● **Complete the following**
A: From the passage about the Peter the Great statue in Moscow, list every attempt or offer it mentions to remove the statue.
B: Write a continuation of the passage about the Peter the Great statue in Moscow, starting after its final sentence.

● **Excerpted passage**
+++
An imposing sculpture towering over 320 feet above the Moscow River, the statue of Peter the Great has been surrounded by controversy since opening in 1992. Created by Russian designer Zurab Tsereteli, whose other works include innovative - if not altogether welcome - updates of the Cathedral of Christ the Saviour and an enormous statue of Christopher Columbus which was rejected by a number of US states before being erected in Puerto Rico. Speaking of whom, the Peter the Great monument was allegedly intended to be a monument to this controversial historical figure, but was re-purposed for Russia when no buyer could be found.
Today the sculpture is located in a small inlet in the Moscow River, despite several attempts to get rid of it during its brief history. On one occasion a terrorist group planned its destruction by placing explosives in its base; and later funds were raised to carry out its demolition. Moscow authorities have also offered to transfer it to Saint Petersburg, but to no avail.
+++
● **Source data**
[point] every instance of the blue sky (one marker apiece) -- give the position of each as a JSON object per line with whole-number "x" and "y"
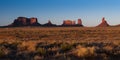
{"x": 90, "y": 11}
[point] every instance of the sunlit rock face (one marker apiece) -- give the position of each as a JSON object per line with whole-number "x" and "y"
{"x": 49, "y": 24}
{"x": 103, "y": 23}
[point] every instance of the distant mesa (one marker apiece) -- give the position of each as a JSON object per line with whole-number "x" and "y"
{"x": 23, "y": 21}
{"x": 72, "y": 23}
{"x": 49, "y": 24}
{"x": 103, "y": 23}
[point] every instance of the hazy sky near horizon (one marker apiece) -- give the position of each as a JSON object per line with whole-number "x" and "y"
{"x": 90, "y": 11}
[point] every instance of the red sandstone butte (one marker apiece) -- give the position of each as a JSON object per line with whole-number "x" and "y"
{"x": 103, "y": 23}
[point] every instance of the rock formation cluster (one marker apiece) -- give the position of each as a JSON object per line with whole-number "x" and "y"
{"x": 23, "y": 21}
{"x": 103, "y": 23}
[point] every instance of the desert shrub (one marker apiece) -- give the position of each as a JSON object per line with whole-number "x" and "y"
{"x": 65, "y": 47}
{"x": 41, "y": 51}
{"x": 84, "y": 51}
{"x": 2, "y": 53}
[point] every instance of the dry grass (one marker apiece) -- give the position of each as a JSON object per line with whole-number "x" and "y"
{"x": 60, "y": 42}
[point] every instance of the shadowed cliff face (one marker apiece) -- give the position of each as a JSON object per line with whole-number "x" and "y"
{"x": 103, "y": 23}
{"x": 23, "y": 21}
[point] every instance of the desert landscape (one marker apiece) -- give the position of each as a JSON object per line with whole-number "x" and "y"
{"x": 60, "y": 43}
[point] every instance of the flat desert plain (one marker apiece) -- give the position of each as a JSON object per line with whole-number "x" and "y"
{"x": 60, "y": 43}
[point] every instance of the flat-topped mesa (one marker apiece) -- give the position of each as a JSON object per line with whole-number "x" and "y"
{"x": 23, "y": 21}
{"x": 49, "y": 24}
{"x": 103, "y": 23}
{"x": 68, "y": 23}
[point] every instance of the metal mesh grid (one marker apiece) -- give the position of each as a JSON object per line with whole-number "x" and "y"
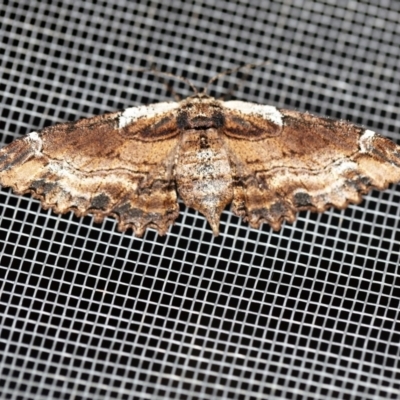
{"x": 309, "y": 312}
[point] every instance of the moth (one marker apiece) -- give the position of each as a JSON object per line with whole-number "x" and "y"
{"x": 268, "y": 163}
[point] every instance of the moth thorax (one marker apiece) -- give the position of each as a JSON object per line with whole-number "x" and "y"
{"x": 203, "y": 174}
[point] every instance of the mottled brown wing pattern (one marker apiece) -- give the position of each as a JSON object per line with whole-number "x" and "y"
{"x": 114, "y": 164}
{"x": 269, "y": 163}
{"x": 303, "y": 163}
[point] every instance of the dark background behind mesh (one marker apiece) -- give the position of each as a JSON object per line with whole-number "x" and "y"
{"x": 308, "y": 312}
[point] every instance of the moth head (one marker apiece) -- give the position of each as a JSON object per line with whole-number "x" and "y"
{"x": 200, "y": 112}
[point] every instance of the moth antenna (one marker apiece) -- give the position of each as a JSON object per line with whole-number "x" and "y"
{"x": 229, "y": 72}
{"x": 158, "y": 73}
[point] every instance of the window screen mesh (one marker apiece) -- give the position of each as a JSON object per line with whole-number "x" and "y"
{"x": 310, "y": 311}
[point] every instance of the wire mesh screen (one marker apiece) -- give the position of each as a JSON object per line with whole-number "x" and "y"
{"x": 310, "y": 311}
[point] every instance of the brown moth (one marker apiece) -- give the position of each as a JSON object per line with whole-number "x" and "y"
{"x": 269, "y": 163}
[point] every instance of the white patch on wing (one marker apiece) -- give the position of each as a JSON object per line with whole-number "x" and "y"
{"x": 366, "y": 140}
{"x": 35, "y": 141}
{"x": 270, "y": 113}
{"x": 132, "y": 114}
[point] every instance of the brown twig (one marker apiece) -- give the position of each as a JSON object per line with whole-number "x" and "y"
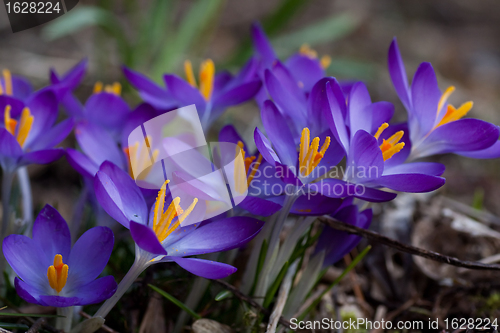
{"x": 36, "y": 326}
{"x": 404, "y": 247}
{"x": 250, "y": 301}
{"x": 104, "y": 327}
+++
● **Answers per task**
A:
- A terrorist group planned to destroy it by placing explosives in its base.
- Funds were raised to carry out its demolition.
- Moscow authorities offered to transfer it to Saint Petersburg.

B:
Notwithstanding whether they think it's attractive or not, much of the Muscovites' hatred of the statue is due to their opinion of Peter the Great, a leader who hated Moscow and rejected it as capital, founding Saint Petersburg instead!
A strange monument
Although considered by many to be among the ugliest sculptures in the world, the statue of Peter the Great in Moscow is undoubtedly interesting. If you're in the area already, for example to take a stroll in the lovely Gorky Park, it's worth stopping for a moment to see it with your own eyes.